### DIRECTIONS FOR THIS TASK
Give each line of the entries below as a JSON list of strings, one string per line, with blank lines dropped. Leave the pictures out.

Object point labels:
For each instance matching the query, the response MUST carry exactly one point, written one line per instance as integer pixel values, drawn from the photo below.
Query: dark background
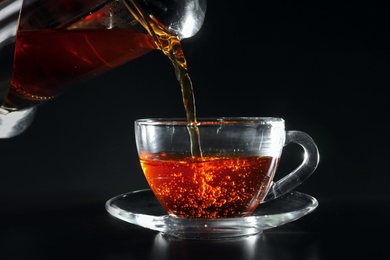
(324, 67)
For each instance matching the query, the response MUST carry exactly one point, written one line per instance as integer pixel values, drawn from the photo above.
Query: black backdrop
(323, 67)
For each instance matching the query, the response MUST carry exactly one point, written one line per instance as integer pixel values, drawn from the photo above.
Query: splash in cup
(234, 172)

### WRITTEN ANSWER
[
  "For each instance matching the query, the response MUST carry exactly one point, written one line per instance as integer pixel values, drawn from the photo below.",
  "Query: dark background",
  "(324, 67)",
  "For each instance matching the query, the response MUST carry exactly one point, written one line per instance as integer pixel values, drawn from the photo above.",
  "Query: black backdrop",
  "(323, 67)",
  "For each instance matching the query, the response MUST carry exactly one point, written one line per instance as integer pixel values, drawn from the photo above.",
  "Query: splash in cup",
  "(234, 172)"
]